## What is needed
Copy only the lines between the one containing "Please mark the" and the end of the records, both included, leaving out pictures.
** BEGIN Supplied material **
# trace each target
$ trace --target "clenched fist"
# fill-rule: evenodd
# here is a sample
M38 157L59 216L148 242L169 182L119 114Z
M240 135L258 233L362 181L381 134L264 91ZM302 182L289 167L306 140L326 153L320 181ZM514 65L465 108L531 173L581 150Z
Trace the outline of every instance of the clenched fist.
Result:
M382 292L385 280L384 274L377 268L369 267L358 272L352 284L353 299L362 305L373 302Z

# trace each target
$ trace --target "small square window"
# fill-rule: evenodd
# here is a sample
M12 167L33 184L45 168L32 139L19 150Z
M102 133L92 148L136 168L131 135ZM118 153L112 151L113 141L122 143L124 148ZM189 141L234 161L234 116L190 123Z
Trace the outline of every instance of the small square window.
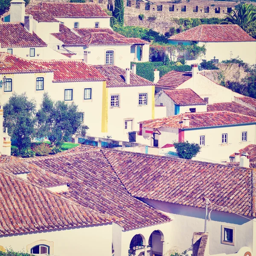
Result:
M148 93L139 93L139 105L148 104Z
M247 141L247 132L242 132L242 141Z
M64 98L65 100L73 100L73 89L67 89L65 90L65 96Z
M35 57L35 48L30 48L30 57Z
M91 99L92 98L92 89L90 88L84 89L84 99Z
M111 107L119 107L119 95L111 95Z

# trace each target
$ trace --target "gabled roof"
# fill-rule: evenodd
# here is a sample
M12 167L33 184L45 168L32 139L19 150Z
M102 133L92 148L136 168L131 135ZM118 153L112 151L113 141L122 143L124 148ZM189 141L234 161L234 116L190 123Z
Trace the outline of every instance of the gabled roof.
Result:
M214 104L207 105L207 112L223 110L256 117L256 111L233 102L232 102L214 103Z
M130 84L126 84L125 70L113 65L94 65L93 67L107 78L108 87L154 85L151 81L132 73L130 75Z
M192 77L192 72L172 70L160 78L156 84L156 87L163 89L175 89Z
M0 35L2 35L0 38L1 48L47 46L34 32L28 32L23 23L0 23Z
M17 57L7 52L0 52L0 74L52 72L53 70L39 63Z
M110 18L100 7L91 3L41 2L29 10L45 10L55 18Z
M185 117L188 118L189 120L188 126L184 126L182 122ZM143 127L147 128L169 127L186 129L256 123L256 117L227 111L216 111L184 113L140 122L143 124Z
M255 170L117 150L104 154L133 196L201 208L206 197L224 207L213 210L256 216Z
M191 89L163 90L163 91L175 104L180 106L206 105L207 104Z
M201 25L173 35L169 40L197 42L250 42L251 37L237 25Z
M93 65L82 60L34 61L41 66L54 70L53 82L105 81L104 75Z

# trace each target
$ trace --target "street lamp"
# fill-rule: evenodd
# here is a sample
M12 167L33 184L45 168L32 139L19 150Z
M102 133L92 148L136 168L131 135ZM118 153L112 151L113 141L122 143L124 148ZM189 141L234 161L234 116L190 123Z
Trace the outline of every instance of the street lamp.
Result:
M6 78L5 76L3 78L3 80L1 80L0 81L0 89L3 87L3 86L5 85L5 83L6 82Z

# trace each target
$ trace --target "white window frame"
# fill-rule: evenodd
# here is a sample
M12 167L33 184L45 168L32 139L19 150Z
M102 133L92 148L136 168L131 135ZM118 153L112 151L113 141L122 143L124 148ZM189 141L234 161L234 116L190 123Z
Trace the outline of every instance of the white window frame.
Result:
M227 134L221 134L221 144L227 144Z
M139 93L139 105L144 106L148 105L148 93Z
M242 136L241 141L242 142L245 142L247 141L247 131L242 131Z

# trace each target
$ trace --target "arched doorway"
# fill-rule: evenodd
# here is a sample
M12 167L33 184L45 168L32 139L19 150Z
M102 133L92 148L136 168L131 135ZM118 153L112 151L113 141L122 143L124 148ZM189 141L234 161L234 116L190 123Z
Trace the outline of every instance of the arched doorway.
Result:
M153 231L148 239L148 245L151 247L150 256L163 256L164 243L164 238L162 232L159 230Z

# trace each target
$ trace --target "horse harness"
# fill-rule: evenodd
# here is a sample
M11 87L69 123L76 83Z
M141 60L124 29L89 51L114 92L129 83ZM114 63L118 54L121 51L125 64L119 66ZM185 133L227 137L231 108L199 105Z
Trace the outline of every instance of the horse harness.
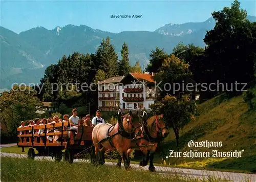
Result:
M133 139L135 138L135 130L137 128L140 127L140 126L139 125L137 127L135 127L131 122L132 119L132 117L130 116L130 115L128 116L128 118L127 118L127 124L132 125L132 130L131 132L127 132L125 130L123 126L122 120L121 119L118 120L118 122L117 123L117 127L118 127L117 132L116 133L112 134L112 135L110 135L110 133L113 131L114 128L115 127L115 124L110 126L109 128L106 132L107 137L106 139L109 141L109 142L110 143L110 145L111 145L111 147L112 147L114 148L115 148L113 143L112 138L113 138L116 135L120 134L122 136L128 139ZM104 140L104 139L103 139L103 140Z
M156 120L155 120L155 123L156 130L157 131L158 134L162 133L162 131L163 131L163 130L164 130L164 129L166 128L166 127L164 127L162 128L161 128L159 127L159 124L158 123L158 119L156 119ZM137 140L139 139L145 139L147 142L152 143L158 143L162 140L160 140L159 137L157 137L156 138L154 138L152 136L151 136L150 131L148 130L148 127L145 124L143 124L143 126L142 127L142 136L137 139L135 138L134 139L135 141L136 145L137 146L139 146L139 145L138 145L138 144L137 143Z

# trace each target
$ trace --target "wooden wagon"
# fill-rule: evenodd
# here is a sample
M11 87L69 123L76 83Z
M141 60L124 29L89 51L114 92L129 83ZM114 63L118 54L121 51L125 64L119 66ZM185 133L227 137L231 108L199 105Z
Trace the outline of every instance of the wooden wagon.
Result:
M91 162L95 161L95 149L92 139L93 127L79 126L76 135L74 140L71 140L69 132L73 131L69 130L69 122L66 122L17 128L19 141L17 145L23 148L23 151L24 148L29 148L28 157L32 160L35 156L46 156L54 157L55 161L60 161L63 156L65 161L72 163L74 158L84 158L89 154ZM56 128L59 128L59 131L53 131ZM43 132L34 134L35 130L38 130ZM51 141L51 139L53 140ZM88 150L85 150L88 148ZM35 154L35 149L38 151L37 154Z

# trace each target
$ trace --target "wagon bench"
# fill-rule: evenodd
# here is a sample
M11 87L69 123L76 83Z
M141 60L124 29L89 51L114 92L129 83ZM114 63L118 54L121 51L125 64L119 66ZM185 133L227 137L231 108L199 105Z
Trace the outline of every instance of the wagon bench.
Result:
M35 156L52 156L54 157L55 161L60 161L62 155L64 160L72 163L74 158L84 158L86 154L90 154L91 162L94 161L94 147L91 147L90 150L84 150L93 145L92 139L92 131L93 127L80 125L76 136L74 140L71 140L69 137L69 129L63 129L65 127L70 127L69 122L57 123L53 124L45 124L39 126L27 126L23 128L17 128L18 142L17 145L23 148L23 151L25 147L30 148L28 152L28 157L34 160ZM55 128L62 128L60 131L47 132L47 130L53 131ZM34 130L44 130L44 133L34 134ZM29 134L32 131L32 134ZM19 134L20 132L22 134ZM58 141L54 140L50 142L47 138L58 136ZM38 154L35 153L35 149ZM65 151L63 155L62 150ZM81 153L81 154L80 154ZM79 155L77 155L79 154Z

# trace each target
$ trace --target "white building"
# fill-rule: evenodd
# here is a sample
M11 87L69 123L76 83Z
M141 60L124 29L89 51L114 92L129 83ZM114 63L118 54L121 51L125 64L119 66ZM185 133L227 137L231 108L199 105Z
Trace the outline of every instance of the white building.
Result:
M148 109L156 100L154 74L129 73L98 83L99 108L114 110Z

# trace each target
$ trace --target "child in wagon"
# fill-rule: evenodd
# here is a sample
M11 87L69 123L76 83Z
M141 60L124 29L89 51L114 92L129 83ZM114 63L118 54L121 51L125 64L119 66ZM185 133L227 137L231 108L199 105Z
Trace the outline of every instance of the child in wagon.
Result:
M28 125L28 126L29 126L29 127L33 126L34 124L35 124L35 122L34 122L34 121L33 121L32 120L29 120L29 125ZM29 134L32 134L32 130L29 131Z
M25 122L24 121L22 121L20 122L20 126L19 126L18 127L19 128L24 128L25 127L26 127L26 126L25 126ZM24 131L19 131L19 134L23 134L25 133ZM22 139L23 140L23 138L22 138Z

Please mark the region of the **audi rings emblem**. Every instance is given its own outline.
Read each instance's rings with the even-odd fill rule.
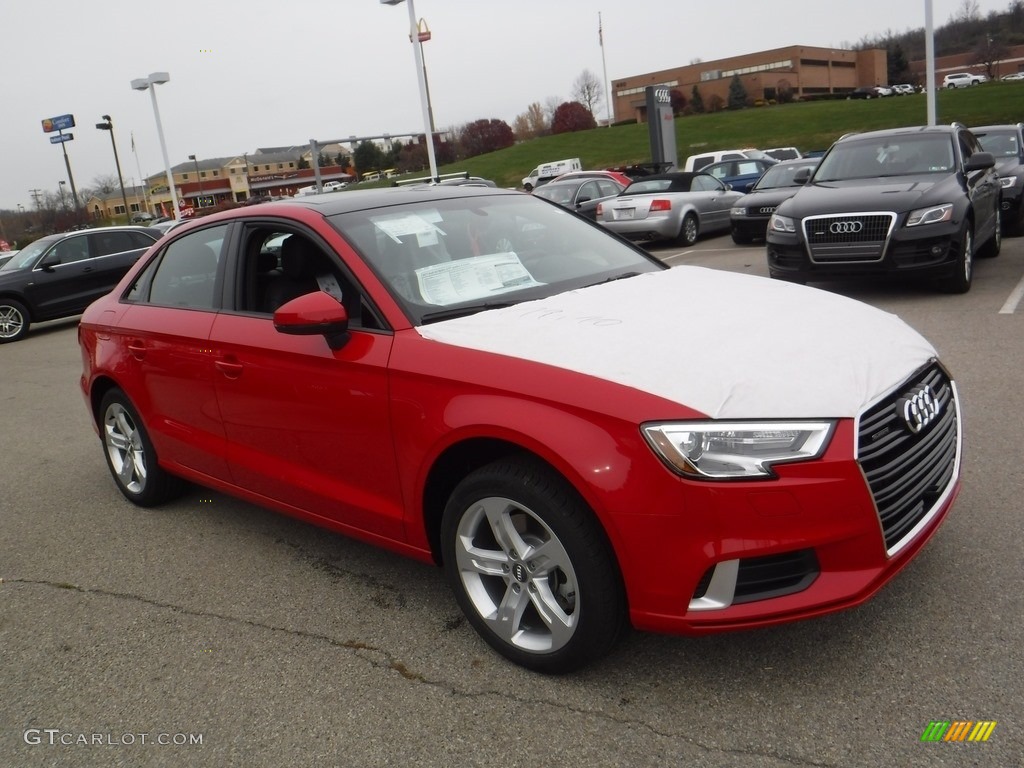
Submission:
[[[863,221],[834,221],[828,225],[828,231],[833,234],[856,234],[863,228]]]
[[[903,417],[907,429],[916,434],[942,413],[942,403],[932,392],[931,386],[914,387],[896,402],[899,415]]]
** END Supplied material **
## Completed exercise
Please mark the region of the **audi rings emblem**. Every instance is given its own outline.
Read each instance's rings with the even-odd fill rule.
Submission:
[[[863,221],[834,221],[828,225],[828,231],[833,234],[856,234],[863,228]]]
[[[903,417],[907,429],[916,434],[942,413],[942,403],[932,392],[931,386],[914,387],[896,402],[899,415]]]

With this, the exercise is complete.